[Start of section]

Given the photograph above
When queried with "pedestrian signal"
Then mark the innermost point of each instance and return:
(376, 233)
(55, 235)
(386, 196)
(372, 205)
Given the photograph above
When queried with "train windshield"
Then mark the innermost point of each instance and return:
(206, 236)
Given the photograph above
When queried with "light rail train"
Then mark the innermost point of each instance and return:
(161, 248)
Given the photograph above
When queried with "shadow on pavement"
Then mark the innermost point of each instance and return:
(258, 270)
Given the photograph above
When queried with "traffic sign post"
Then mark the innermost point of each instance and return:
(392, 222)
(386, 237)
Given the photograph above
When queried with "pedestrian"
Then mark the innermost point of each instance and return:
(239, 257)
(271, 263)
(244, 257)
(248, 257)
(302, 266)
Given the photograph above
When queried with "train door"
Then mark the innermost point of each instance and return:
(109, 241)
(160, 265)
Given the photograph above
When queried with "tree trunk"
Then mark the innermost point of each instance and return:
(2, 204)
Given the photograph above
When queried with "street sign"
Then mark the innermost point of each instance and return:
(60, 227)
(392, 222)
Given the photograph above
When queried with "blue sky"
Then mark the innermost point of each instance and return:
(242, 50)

[End of section]

WHAT TO DO: Count the lines in the entries that hold the word "queried", and give nothing but the total.

TASK ANSWER: 10